Excerpt to read:
%%

ALLOWANCE FOR UNFUNDED LOAN COMMITMENTS AND LETTERS OF CREDIT:
     The allowance for unfunded loan commitments and letters of credit is maintained at a level believed by management to be sufficient to absorb estimated losses related to these unfunded credit facilities. The determination of the adequacy of the allowance is based on periodic evaluations of the unfunded credit facilities including an assessment of the probability of commitment usage, credit risk factors for loans outstanding to these same customers and the terms and expiration dates of the unfunded credit facilities. Net adjustments to the allowance for unfunded loan commitments and letters of credit are provided for in the unfunded commitment reserve expense line item within other expense in the consolidated statement of income and a separate reserve is recorded within the liabilities section of the consolidated balance sheet in other liabilities.
TRUST FEES:
     Trust fees are recorded on the cash basis which approximates the accrual basis for such income.
BANK-OWNED LIFE INSURANCE:
     The Company has purchased life insurance policies on certain employees. These policies are recorded on the Consolidated Balance Sheet at their cash surrender value, or the amount that can be realized. Income from these policies and changes in the cash surrender value are recorded in bank owned life insurance within non-interest income.
INTANGIBLE ASSETS:
Intangible Assets
     Intangible assets consist of core deposit acquisition premiums. Core deposit acquisition premiums, which were developed by specific core deposit life studies, are amortized using the straight-line method over periods not exceeding 10 years. The recoverability of the carrying value of intangible assets evaluated on an ongoing basis, and permanent declines in value, if any, are charged to expense.
Goodwill
     The Company accounts for goodwill in accordance with Statement of Financial Accounting Standards (“FAS”) No. 142, Goodwill and Other Intangible Assets. This statement, among other things, requires a two-step process for testing the impairment of goodwill on at least an annual basis. This approach could cause more volatility in the Company’s reported net income because impairment losses, if any, could occur irregularly and in varying amounts. The Company performs an annual impairment analysis of goodwill. Based on the fair value of the reporting unit, estimated using the expected present value of future cash flows, no impairment of goodwill was recognized in 2008 or 2007.

%%

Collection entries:
%%

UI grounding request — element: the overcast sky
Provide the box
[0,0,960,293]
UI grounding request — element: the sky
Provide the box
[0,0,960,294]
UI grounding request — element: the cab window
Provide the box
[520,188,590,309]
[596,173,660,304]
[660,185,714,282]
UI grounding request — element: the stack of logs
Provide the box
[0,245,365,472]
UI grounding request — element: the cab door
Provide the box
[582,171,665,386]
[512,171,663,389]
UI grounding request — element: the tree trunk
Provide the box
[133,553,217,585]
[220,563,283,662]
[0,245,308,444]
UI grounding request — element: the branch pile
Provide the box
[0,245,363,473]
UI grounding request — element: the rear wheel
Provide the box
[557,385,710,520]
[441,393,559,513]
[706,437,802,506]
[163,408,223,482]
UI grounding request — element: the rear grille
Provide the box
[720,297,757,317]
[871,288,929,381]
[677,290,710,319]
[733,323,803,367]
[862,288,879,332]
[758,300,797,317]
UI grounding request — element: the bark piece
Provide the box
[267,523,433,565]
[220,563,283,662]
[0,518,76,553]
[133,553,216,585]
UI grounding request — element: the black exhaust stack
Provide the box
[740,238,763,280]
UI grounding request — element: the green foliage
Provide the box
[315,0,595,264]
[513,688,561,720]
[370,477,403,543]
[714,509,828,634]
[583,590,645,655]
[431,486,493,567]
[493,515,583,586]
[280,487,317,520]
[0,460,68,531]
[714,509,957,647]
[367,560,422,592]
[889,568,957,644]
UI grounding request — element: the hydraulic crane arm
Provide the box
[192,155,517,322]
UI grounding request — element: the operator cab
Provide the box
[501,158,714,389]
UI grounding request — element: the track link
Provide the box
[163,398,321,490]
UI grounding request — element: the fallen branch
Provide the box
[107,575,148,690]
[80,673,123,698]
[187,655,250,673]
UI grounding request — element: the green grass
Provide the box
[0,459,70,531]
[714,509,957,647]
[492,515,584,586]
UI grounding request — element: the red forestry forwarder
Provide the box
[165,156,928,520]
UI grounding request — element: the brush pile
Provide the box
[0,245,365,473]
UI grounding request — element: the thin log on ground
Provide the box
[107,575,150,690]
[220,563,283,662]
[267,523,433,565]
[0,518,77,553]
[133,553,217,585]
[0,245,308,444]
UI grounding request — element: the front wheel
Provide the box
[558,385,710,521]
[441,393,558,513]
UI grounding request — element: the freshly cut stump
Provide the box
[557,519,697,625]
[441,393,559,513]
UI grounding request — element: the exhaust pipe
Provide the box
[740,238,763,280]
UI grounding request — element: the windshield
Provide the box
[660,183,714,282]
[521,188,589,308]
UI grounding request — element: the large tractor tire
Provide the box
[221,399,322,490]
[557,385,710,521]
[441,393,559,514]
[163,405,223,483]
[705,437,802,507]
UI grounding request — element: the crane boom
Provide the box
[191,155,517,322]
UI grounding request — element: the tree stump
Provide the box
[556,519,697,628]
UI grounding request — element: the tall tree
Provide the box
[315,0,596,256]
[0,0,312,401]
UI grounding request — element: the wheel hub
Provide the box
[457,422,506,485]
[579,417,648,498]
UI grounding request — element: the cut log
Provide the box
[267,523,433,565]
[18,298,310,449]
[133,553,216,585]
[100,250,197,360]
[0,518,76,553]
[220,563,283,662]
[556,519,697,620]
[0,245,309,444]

%%

Exercise:
Answer the following questions using the accounting policies excerpt above.
(a) On what basis are trust fees recorded?
(b) Over what maximum period are core deposit acquisition premiums amortized?
(c) In which years was no impairment of goodwill recognized?

Full output:
(a) The cash basis, which approximates the accrual basis for such income.
(b) Periods not exceeding 10 years, using the straight-line method.
(c) 2008 and 2007.